§ **TRECHO PARA LEITURA**:
──────────────────────────────
São Paulo, segunda-feira, 24 de novembro de 2008

Texto Anterior | Próximo Texto | Índice

No Brasil, Medvedev tenta driblar crise

Em momento delicado para Moscou, presidente russo desembarca hoje no Rio dentro de viagem que inclui Cuba e Venezuela

Kremlin visa estreitar laços na antiga área de influência dos EUA, mas esbarra em queda do preço do petróleo e em atritos com ex-rivais


IGOR GIELOW
SECRETÁRIO DE REDAÇÃO DA SUCURSAL DE BRASÍLIA

O presidente da Rússia, Dmitri Medvedev, desembarca hoje à noite no Rio para a segunda etapa de um giro latino-americano no qual pretende vender a nova dimensão estratégica de seu país.
Embora Medvedev (pronúncia aproximada: "midviêdef)" esteja efetivamente brincando no quintal geopolítico dos Estados Unidos, promovendo sua aliança com a antiamericana Venezuela e tentando fortalecer laços com o Brasil, a quantidade de problemas recentes em casa tirou um pouco da desenvoltura dos russos.
No Brasil, assinará acordos de cooperação e tentará engatilhar vendas de armas, algo difícil (leia texto ao lado).
──────────────────────────────
§ **REGISTROS FORNECIDOS**:
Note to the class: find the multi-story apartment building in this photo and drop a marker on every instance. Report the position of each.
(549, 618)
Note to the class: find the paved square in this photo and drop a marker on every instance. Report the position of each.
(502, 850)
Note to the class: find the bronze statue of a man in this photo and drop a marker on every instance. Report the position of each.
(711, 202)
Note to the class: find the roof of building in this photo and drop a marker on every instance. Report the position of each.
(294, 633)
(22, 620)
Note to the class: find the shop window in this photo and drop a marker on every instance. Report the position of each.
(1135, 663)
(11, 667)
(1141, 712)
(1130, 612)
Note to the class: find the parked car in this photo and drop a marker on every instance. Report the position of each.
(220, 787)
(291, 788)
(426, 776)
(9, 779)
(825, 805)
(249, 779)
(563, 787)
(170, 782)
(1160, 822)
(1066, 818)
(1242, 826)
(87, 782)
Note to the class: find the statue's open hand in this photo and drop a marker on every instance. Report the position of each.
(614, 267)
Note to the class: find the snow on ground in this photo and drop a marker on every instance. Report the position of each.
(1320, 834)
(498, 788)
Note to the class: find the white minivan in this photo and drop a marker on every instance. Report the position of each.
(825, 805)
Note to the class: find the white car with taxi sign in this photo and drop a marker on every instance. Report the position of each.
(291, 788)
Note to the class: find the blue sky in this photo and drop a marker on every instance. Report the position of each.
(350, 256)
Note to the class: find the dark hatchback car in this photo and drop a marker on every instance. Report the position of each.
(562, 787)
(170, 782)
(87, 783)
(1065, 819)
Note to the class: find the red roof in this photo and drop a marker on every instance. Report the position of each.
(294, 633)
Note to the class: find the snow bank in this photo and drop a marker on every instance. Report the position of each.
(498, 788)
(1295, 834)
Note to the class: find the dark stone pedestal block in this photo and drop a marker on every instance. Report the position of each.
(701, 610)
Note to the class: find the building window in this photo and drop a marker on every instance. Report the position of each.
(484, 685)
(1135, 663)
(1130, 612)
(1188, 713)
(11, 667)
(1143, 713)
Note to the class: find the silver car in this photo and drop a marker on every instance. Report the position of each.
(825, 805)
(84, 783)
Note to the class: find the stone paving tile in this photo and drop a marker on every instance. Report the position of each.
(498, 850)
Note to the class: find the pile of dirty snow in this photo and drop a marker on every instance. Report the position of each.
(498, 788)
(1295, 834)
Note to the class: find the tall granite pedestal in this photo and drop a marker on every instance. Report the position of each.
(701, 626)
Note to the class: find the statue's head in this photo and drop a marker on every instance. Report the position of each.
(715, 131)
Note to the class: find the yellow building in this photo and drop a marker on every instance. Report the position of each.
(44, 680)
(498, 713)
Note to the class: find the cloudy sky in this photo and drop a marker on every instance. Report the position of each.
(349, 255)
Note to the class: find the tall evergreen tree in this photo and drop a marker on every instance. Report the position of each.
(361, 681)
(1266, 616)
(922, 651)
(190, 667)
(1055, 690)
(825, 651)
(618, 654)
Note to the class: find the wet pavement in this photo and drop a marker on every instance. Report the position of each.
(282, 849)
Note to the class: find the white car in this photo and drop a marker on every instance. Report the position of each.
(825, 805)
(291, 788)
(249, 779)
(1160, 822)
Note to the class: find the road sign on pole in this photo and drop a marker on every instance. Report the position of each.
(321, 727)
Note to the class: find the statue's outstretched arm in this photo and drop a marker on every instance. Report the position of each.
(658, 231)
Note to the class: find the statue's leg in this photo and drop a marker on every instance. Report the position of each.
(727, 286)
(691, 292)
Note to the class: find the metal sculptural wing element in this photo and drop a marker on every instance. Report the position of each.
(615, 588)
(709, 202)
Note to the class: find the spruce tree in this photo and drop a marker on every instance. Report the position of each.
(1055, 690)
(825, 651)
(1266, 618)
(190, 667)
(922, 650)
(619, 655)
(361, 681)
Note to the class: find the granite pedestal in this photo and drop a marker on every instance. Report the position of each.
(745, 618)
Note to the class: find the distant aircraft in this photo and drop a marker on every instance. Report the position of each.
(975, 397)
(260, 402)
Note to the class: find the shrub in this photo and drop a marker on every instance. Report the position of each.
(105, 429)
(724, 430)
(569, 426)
──────────────────────────────
§ **TAREFAS**:
[A] Segundo a notícia sobre a visita de Medvedev, por que os russos perderam parte da desenvoltura nesse giro latino-americano? Responda em uma a três frases.
[B] Responda com base na notícia sobre a visita de Medvedev:
(i) Em que cidade brasileira Medvedev desembarca, e em que momento do dia?
(ii) Além do Brasil, que países fazem parte da viagem?
(iii) Que tipo de acordos ele assinará no Brasil?

§ **RESPOSTAS**:
[A] Os russos perderam parte da desenvoltura por causa da quantidade de problemas recentes em casa. Isso ocorre mesmo com Medvedev atuando no quintal geopolítico dos Estados Unidos.

[B]
(i) No Rio, à noite.
(ii) Cuba e Venezuela.
(iii) Acordos de cooperação.